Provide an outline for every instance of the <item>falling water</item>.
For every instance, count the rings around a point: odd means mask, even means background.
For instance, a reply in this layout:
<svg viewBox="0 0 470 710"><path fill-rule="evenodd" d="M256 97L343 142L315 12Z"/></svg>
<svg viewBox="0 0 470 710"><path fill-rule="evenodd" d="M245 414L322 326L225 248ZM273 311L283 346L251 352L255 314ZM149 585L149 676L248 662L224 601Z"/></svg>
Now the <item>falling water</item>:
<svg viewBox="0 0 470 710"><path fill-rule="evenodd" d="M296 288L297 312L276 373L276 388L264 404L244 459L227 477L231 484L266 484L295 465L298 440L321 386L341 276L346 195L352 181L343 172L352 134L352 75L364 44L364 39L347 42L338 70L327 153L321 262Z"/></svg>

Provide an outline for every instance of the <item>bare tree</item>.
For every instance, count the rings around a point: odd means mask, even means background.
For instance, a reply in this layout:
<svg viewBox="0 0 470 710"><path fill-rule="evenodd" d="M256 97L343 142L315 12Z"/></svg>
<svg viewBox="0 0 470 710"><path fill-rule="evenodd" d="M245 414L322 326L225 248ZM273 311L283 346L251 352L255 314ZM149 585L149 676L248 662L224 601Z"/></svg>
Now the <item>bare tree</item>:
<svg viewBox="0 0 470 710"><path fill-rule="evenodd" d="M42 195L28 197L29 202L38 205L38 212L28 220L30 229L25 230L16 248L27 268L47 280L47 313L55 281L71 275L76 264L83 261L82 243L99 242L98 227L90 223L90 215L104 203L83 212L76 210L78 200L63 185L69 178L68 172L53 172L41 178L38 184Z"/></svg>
◆ ◆ ◆ ◆
» **WRITTEN TASK**
Copy the listing above line for line, with no changes.

» **EXERCISE RESULT**
Provide an outline for every instance of the <item>falling water</item>.
For every instance, count the rings around a point: odd means mask, even means background.
For instance, a reply in this layout:
<svg viewBox="0 0 470 710"><path fill-rule="evenodd" d="M256 97L343 142L315 12Z"/></svg>
<svg viewBox="0 0 470 710"><path fill-rule="evenodd" d="M245 414L322 326L225 248ZM273 311L283 346L251 352L255 314ZM149 585L149 676L248 662L224 601Z"/></svg>
Now the <item>falling water</item>:
<svg viewBox="0 0 470 710"><path fill-rule="evenodd" d="M296 288L297 312L276 373L276 388L264 404L244 459L227 477L231 484L266 484L295 465L298 440L321 386L341 276L346 195L352 181L343 172L352 134L352 75L364 44L364 39L347 42L338 70L327 153L321 262Z"/></svg>

Provide an outline for every instance of the <item>bare tree</item>.
For every instance, count the rings around a point: odd means mask, even means background.
For instance, a reply in this layout:
<svg viewBox="0 0 470 710"><path fill-rule="evenodd" d="M256 97L343 142L315 12Z"/></svg>
<svg viewBox="0 0 470 710"><path fill-rule="evenodd" d="M245 414L322 326L225 248ZM273 311L283 346L251 352L255 314ZM149 585L149 676L248 662L224 601Z"/></svg>
Now the <item>bare tree</item>:
<svg viewBox="0 0 470 710"><path fill-rule="evenodd" d="M42 195L28 197L29 202L38 205L38 212L28 220L30 229L25 230L16 248L27 268L47 280L47 313L55 281L71 275L76 264L83 261L82 243L99 242L98 227L90 223L90 215L104 203L83 212L76 210L78 200L63 185L69 178L68 172L53 172L41 178L38 184Z"/></svg>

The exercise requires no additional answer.